**Goal**. Retype exactly the lines from the line with "Task: identify the clock surrounded" to the end of the data, keeping both boundary lines.

(Collection entries)
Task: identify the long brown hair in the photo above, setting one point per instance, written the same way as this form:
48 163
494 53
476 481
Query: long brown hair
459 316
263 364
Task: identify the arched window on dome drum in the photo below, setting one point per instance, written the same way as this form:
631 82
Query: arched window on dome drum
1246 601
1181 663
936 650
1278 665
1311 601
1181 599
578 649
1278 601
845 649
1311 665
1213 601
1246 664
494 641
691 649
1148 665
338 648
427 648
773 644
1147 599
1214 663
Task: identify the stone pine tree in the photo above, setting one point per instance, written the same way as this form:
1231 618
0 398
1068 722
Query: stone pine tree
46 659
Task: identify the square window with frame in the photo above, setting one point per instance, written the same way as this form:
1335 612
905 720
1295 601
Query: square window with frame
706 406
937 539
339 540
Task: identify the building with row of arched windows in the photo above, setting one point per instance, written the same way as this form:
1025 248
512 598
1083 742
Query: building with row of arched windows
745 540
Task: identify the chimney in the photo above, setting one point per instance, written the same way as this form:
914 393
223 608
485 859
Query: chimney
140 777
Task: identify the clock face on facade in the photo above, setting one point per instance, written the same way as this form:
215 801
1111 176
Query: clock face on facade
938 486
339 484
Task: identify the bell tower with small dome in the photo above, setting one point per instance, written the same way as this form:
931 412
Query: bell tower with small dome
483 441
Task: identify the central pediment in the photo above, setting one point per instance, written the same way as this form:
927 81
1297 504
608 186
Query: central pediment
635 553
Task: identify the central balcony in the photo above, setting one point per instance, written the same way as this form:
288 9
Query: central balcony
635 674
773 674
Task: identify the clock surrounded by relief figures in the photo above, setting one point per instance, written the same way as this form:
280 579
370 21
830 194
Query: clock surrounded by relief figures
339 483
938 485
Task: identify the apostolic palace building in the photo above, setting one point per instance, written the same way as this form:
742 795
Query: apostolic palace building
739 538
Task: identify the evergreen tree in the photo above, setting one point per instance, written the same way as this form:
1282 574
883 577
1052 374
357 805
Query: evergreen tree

**Output of the exercise**.
Task: identify the clock surrounded by relief figures in the photo above, setting one point per instance, written the same way as this form:
280 579
370 21
830 194
Query: clock surrounded by relief figures
339 483
938 485
Task: identify the apostolic palace building in the photo above, setting one point per instance, written the same way as this form:
742 795
Query: apostolic palace building
739 538
Task: identify the evergreen tree in the photo above, setting one point per instance, written the same way as this form:
1282 574
883 577
1052 374
357 805
Query: evergreen tree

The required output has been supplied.